• [DATA ROWS]:
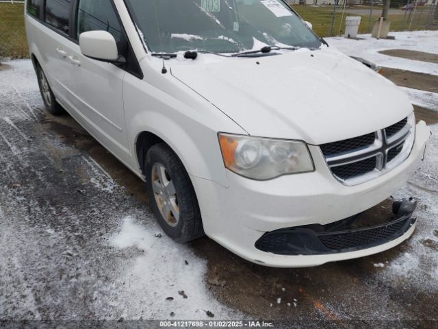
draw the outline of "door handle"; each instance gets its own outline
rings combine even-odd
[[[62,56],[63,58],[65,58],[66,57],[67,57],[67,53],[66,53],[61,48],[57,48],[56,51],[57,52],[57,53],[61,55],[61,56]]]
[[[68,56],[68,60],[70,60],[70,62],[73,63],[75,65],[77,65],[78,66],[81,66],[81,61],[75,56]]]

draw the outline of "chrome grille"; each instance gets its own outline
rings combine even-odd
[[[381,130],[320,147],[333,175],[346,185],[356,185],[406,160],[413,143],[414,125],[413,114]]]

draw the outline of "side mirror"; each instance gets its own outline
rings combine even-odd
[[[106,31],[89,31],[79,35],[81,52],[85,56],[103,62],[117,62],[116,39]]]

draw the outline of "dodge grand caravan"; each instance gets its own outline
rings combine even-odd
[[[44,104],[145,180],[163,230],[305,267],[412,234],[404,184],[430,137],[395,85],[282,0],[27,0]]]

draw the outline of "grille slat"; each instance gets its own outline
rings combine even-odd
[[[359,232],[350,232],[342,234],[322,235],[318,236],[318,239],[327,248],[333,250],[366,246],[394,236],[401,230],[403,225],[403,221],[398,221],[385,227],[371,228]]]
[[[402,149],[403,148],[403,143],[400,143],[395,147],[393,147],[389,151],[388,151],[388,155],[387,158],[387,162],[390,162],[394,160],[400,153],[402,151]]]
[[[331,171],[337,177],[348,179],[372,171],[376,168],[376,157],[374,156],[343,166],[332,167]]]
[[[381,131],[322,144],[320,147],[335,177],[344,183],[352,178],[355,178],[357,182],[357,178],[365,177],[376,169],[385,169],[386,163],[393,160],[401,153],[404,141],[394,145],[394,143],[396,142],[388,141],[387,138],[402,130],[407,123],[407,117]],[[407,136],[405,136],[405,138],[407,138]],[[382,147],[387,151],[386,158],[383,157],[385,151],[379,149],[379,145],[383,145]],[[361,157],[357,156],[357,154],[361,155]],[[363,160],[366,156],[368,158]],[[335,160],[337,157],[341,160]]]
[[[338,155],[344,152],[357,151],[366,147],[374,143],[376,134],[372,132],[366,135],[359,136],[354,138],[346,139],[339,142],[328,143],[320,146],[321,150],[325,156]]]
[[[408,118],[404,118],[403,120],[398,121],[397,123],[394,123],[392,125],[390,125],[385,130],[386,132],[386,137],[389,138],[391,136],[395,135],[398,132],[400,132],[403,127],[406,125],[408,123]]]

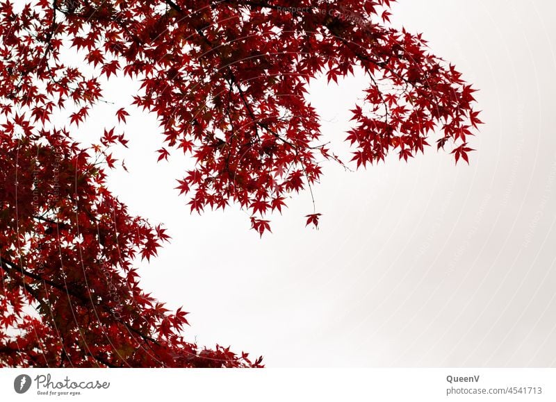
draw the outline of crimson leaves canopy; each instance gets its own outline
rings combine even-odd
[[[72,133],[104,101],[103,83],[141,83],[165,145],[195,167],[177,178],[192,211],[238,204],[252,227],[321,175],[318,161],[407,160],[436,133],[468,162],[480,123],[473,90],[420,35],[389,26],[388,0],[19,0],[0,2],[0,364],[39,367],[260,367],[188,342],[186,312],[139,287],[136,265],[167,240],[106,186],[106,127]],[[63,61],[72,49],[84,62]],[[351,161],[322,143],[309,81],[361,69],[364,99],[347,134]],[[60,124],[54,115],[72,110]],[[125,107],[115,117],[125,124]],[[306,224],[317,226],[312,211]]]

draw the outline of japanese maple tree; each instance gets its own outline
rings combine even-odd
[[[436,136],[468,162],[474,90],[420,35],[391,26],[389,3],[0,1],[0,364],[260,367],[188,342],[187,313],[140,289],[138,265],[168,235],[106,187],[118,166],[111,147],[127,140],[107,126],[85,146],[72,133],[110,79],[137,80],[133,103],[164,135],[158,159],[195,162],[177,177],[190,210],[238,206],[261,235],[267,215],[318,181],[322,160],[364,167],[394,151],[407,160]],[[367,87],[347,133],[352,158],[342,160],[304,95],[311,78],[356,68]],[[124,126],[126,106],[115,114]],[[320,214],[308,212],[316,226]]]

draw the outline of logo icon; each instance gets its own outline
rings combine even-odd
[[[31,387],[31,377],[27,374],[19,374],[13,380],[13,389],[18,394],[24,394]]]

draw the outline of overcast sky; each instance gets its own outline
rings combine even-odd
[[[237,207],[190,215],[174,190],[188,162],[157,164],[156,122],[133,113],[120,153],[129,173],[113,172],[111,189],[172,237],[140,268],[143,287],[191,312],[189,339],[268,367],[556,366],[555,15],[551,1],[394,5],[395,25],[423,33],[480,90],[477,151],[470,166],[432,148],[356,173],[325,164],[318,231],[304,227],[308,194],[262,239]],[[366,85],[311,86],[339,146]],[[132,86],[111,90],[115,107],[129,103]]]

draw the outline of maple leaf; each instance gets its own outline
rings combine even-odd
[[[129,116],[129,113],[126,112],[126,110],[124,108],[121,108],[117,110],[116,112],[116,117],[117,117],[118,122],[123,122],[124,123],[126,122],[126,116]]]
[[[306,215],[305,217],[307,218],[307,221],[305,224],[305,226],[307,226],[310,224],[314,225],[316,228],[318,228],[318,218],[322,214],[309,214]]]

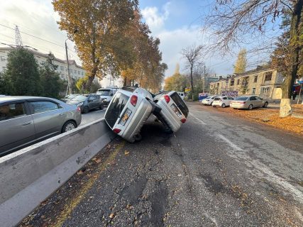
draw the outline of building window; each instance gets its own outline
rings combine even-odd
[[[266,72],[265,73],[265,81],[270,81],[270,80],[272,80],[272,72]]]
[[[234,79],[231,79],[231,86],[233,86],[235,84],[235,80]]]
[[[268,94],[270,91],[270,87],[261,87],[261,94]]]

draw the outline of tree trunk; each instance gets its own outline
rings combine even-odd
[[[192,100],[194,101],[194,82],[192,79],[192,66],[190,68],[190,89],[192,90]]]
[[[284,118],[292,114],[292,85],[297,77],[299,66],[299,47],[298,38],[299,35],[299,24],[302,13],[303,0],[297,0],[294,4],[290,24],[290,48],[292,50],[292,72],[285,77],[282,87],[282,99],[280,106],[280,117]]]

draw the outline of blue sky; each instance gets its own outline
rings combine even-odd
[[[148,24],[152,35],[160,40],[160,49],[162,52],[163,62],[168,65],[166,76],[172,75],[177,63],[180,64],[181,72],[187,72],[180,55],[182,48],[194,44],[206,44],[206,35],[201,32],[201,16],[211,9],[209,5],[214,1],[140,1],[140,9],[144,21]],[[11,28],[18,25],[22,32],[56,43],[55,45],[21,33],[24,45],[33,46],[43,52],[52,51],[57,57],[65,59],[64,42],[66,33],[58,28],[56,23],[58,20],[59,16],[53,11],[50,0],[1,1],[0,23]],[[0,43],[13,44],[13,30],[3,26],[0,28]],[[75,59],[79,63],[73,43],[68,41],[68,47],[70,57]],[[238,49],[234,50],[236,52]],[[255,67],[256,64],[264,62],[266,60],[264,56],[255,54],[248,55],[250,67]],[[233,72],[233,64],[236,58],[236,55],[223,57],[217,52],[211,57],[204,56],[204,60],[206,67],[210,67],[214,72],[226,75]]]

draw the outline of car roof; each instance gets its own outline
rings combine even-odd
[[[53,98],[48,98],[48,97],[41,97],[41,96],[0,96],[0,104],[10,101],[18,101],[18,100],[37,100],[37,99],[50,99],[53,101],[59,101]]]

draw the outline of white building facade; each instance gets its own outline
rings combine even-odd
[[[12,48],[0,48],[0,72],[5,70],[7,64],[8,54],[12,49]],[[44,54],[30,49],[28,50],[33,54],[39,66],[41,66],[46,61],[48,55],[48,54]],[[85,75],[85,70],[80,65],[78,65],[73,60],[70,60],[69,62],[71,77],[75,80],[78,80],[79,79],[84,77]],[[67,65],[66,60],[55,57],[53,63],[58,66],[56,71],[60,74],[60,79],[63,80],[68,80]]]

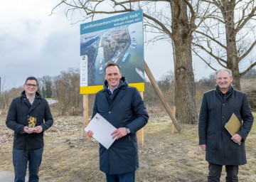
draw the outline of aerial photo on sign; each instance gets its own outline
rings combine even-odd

• [EXERCISE DETAILS]: Extract verbatim the lines of the records from the line with "draw the outline of logo" up to and including the line with "[[[268,94],[270,91],[270,87],[261,87],[261,94]]]". Omit the pictures.

• [WRITTEN SOLUTION]:
draw the outline of logo icon; each instance gets its own outline
rings combine even-odd
[[[31,387],[31,377],[27,374],[19,374],[13,380],[13,389],[18,394],[24,394]]]

draw the outline of overcast sky; each instance gets its own outline
rings combine even-odd
[[[237,207],[190,215],[174,190],[188,162],[157,164],[156,122],[133,113],[120,153],[129,173],[113,172],[111,189],[172,237],[140,268],[143,287],[191,312],[189,339],[268,367],[556,366],[555,15],[551,1],[394,5],[395,25],[423,33],[480,90],[477,151],[470,166],[432,148],[356,173],[325,164],[318,231],[304,227],[308,194],[262,239]],[[366,85],[311,86],[339,146]],[[132,86],[111,90],[115,107],[129,103]]]

draw the outline of maple leaf; each instance gets its own outline
rings combine even-odd
[[[129,116],[129,113],[126,112],[126,110],[124,108],[121,108],[117,110],[116,112],[116,117],[117,117],[118,122],[123,122],[124,123],[126,122],[126,116]]]
[[[306,215],[305,217],[307,218],[307,221],[305,224],[305,226],[307,226],[310,224],[314,225],[316,228],[318,228],[318,218],[322,214],[309,214]]]

draw the outline of building window; each instance gets its own outline
rings combine even-odd
[[[266,72],[265,73],[265,81],[270,81],[270,80],[272,80],[272,72]]]
[[[234,79],[231,79],[231,86],[233,86],[235,84],[235,80]]]
[[[268,94],[270,91],[270,87],[261,87],[261,94]]]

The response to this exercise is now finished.